## Dataset records
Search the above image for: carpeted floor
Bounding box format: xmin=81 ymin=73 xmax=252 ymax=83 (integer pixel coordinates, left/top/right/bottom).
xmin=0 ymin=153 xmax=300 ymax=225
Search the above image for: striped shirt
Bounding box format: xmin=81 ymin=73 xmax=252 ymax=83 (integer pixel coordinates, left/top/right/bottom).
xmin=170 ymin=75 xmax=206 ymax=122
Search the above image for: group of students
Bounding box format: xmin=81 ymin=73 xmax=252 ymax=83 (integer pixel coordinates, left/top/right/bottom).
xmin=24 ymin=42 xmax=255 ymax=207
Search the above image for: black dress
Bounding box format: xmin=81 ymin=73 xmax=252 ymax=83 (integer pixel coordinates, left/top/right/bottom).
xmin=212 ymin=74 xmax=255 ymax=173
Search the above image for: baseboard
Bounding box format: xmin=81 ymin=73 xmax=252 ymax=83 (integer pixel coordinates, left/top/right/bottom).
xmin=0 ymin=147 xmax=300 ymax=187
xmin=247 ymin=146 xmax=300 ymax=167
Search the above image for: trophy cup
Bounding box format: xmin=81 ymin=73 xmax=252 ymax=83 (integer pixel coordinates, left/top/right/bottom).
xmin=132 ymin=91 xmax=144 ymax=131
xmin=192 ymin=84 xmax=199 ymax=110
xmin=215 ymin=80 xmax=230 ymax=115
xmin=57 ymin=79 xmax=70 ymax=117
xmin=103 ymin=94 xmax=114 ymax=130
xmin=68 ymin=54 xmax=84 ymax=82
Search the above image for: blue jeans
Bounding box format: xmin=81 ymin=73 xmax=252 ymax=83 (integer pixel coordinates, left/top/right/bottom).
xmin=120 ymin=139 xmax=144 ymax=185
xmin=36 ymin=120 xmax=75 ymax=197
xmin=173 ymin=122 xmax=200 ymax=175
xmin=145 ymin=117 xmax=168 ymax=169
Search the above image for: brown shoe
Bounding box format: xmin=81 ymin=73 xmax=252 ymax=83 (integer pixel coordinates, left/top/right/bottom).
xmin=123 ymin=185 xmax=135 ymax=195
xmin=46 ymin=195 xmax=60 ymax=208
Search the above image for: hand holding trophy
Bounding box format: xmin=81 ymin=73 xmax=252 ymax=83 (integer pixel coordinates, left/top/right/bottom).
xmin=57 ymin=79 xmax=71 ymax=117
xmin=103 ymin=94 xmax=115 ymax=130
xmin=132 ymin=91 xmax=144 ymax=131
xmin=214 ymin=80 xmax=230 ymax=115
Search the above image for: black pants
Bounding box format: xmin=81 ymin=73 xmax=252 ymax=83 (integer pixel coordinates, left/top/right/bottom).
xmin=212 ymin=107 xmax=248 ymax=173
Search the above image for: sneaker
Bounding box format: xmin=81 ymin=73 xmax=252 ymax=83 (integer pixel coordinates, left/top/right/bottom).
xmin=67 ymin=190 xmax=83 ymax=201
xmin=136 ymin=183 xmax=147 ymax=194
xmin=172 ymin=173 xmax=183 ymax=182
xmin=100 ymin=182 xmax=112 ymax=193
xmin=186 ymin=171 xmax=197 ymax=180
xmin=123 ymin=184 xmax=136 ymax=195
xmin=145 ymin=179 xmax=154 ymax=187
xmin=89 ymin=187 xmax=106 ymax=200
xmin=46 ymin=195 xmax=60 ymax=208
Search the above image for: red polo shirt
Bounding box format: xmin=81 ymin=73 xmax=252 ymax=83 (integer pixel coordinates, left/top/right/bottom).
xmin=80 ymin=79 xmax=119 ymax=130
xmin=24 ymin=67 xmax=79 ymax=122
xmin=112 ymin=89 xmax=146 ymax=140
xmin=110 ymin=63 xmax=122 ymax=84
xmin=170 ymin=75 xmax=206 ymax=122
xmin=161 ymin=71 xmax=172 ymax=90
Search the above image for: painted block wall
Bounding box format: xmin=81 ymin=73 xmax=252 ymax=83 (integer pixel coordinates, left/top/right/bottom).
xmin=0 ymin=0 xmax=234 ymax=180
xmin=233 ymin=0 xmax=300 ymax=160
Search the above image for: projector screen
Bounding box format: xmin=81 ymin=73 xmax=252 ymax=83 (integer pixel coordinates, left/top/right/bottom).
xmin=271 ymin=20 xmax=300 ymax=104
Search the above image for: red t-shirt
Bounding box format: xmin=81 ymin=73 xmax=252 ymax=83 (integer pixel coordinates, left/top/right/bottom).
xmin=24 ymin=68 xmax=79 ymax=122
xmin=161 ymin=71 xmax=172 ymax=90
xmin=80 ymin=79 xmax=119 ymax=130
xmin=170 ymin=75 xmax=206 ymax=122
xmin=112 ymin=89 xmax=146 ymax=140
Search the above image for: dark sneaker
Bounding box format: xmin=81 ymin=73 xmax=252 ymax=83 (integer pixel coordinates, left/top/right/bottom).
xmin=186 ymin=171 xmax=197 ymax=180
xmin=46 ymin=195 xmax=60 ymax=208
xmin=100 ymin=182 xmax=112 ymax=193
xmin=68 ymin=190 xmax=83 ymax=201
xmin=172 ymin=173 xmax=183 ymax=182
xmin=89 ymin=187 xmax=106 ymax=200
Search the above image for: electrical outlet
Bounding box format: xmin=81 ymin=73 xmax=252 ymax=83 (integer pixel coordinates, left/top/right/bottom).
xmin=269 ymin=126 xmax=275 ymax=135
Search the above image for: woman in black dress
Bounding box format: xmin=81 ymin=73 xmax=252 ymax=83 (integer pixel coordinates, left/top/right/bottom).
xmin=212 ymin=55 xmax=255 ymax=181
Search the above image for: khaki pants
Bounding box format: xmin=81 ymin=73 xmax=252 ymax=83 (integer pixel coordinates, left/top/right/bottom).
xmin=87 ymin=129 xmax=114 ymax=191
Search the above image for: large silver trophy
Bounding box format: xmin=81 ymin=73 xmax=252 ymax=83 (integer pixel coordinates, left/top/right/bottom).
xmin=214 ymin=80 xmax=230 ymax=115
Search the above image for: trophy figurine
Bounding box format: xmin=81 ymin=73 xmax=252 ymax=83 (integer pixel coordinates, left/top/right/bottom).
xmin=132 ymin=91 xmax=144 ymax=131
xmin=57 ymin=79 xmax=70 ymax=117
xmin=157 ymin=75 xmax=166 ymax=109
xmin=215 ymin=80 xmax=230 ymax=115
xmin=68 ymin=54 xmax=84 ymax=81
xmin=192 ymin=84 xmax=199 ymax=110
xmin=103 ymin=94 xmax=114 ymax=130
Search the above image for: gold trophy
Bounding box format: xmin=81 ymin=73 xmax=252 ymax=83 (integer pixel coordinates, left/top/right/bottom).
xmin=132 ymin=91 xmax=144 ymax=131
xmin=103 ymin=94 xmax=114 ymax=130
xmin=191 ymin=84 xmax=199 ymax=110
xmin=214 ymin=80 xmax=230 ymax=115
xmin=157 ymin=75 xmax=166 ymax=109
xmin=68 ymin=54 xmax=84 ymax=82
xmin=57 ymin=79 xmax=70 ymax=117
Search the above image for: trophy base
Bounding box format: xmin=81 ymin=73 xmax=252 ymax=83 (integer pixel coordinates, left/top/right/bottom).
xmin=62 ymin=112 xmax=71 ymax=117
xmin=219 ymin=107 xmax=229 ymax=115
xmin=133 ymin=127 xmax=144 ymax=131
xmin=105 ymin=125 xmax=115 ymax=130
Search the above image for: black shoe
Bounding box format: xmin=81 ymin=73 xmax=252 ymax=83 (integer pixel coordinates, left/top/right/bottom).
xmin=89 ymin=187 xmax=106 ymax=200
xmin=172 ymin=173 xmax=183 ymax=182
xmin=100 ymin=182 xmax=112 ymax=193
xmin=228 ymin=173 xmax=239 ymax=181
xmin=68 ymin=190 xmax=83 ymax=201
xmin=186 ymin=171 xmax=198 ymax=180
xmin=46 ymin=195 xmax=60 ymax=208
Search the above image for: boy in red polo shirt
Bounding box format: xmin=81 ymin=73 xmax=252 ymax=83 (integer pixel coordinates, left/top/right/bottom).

## Exercise instructions
Can you write the part of the records above that opens with the line containing "Search the above image for: dark sneaker" and closes with the line containing "xmin=87 ymin=129 xmax=114 ymax=191", both included, as a JSON list of strings, one string per line, with blank lines omitted?

## Solved exercise
[
  "Search the above image for: dark sneaker",
  "Bounding box format: xmin=81 ymin=73 xmax=252 ymax=83 (integer pixel coordinates, left/top/right/bottom).",
  "xmin=186 ymin=171 xmax=197 ymax=180",
  "xmin=46 ymin=195 xmax=60 ymax=208",
  "xmin=100 ymin=182 xmax=112 ymax=193",
  "xmin=68 ymin=190 xmax=83 ymax=201",
  "xmin=172 ymin=173 xmax=183 ymax=182",
  "xmin=89 ymin=187 xmax=106 ymax=200",
  "Search the above image for: electrical outlet",
  "Bounding box format: xmin=81 ymin=73 xmax=252 ymax=83 (integer pixel coordinates, left/top/right/bottom).",
  "xmin=269 ymin=126 xmax=275 ymax=135",
  "Search the above image for: woman in black dress",
  "Bounding box format: xmin=81 ymin=73 xmax=252 ymax=83 (integer pixel coordinates, left/top/right/bottom).",
  "xmin=212 ymin=55 xmax=255 ymax=181",
  "Search the above image for: khaki pants",
  "Bounding box format: xmin=81 ymin=73 xmax=252 ymax=83 (integer pixel coordinates, left/top/right/bottom).",
  "xmin=87 ymin=129 xmax=114 ymax=191"
]